What to do: Give the lines below again exactly, starting with the line that holds "This document records, for" and going on through the line that holds "positive clicks: (887, 844)".
──────── Entries shown
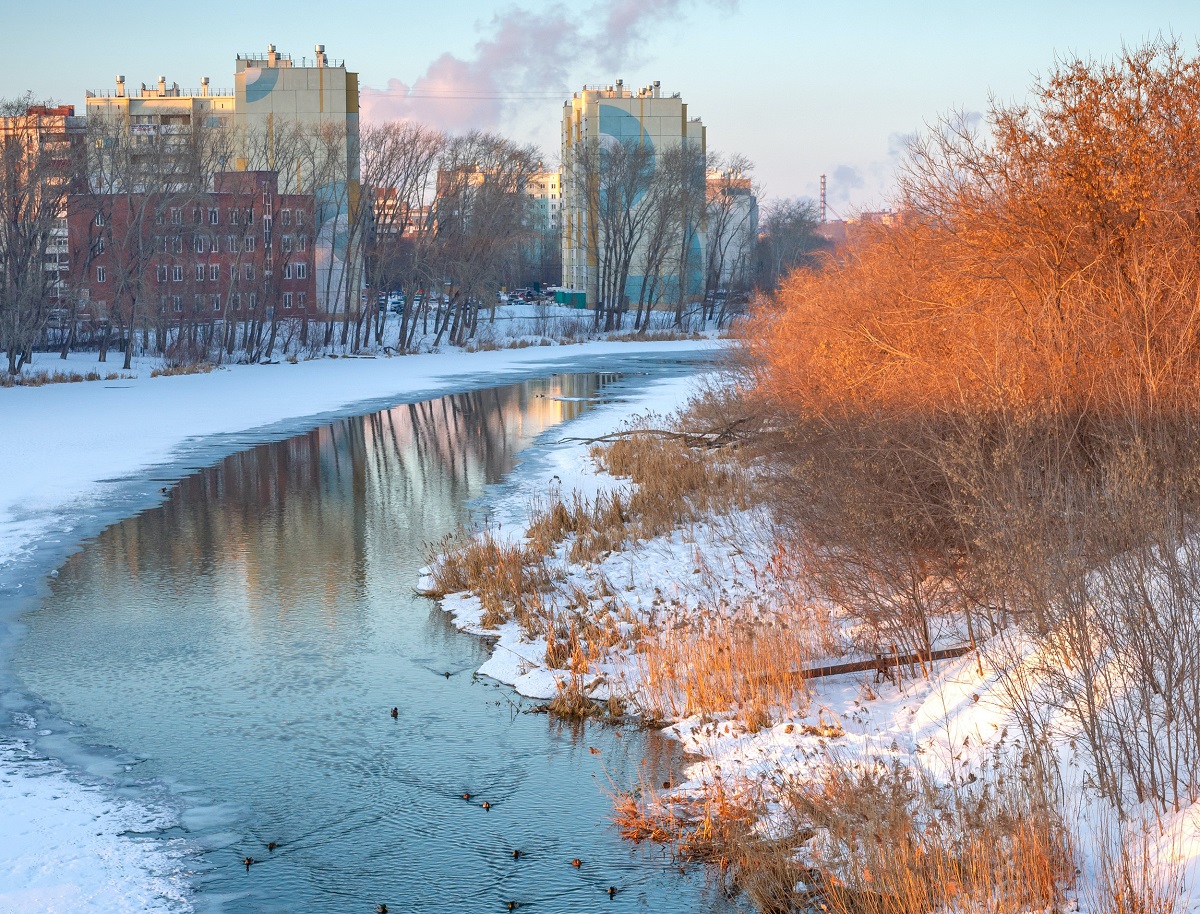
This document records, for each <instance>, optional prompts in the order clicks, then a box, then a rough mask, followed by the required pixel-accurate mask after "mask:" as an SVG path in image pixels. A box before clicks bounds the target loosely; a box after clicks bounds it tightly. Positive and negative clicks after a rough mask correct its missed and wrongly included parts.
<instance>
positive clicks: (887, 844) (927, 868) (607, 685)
────────────────
──────── Entries shown
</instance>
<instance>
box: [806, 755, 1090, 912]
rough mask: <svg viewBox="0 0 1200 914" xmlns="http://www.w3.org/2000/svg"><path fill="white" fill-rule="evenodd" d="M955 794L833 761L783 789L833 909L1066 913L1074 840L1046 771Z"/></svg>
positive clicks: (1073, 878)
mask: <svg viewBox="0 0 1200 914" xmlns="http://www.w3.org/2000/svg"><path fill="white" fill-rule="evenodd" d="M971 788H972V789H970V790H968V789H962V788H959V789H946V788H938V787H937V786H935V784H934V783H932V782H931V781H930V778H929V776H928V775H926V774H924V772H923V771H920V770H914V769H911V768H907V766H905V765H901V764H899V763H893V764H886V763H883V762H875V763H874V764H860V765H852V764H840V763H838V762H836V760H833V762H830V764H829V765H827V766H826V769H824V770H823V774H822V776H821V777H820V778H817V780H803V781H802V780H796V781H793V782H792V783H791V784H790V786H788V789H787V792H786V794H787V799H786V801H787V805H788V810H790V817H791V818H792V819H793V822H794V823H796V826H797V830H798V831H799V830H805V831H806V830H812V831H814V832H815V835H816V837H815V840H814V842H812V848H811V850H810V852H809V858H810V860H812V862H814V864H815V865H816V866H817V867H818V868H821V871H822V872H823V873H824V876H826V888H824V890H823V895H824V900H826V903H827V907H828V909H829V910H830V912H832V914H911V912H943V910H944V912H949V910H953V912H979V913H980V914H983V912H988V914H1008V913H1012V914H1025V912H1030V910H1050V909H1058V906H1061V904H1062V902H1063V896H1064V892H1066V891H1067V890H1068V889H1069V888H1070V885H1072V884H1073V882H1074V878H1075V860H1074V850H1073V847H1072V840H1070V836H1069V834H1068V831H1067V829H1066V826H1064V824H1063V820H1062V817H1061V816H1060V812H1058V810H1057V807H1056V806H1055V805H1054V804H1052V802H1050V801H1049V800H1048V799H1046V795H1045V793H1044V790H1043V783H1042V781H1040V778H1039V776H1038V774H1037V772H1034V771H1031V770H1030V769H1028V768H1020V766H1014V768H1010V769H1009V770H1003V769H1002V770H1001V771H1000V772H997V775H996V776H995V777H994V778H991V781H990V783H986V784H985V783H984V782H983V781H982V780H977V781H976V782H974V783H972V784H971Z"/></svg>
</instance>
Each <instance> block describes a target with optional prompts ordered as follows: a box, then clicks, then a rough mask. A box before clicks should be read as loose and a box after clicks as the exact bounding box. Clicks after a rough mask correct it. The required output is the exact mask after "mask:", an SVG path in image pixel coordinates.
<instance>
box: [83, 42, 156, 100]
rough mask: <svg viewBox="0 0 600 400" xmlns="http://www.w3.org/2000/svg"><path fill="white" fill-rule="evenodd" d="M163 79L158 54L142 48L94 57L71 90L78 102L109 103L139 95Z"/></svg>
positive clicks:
────────────────
Task answer:
This document records, for each <instance>, optional prompts in the order clicks, then a box, then a rough mask, followed by the required pixel-accurate mask after "mask:" as an SVG path in image pixels. A box before clicks bounds the target loosely; a box after clicks bounds it tightly. Positive and negative clicks after a rough mask correct its missed and wrongly included parts.
<instance>
positive clicks: (887, 844) (927, 868) (607, 685)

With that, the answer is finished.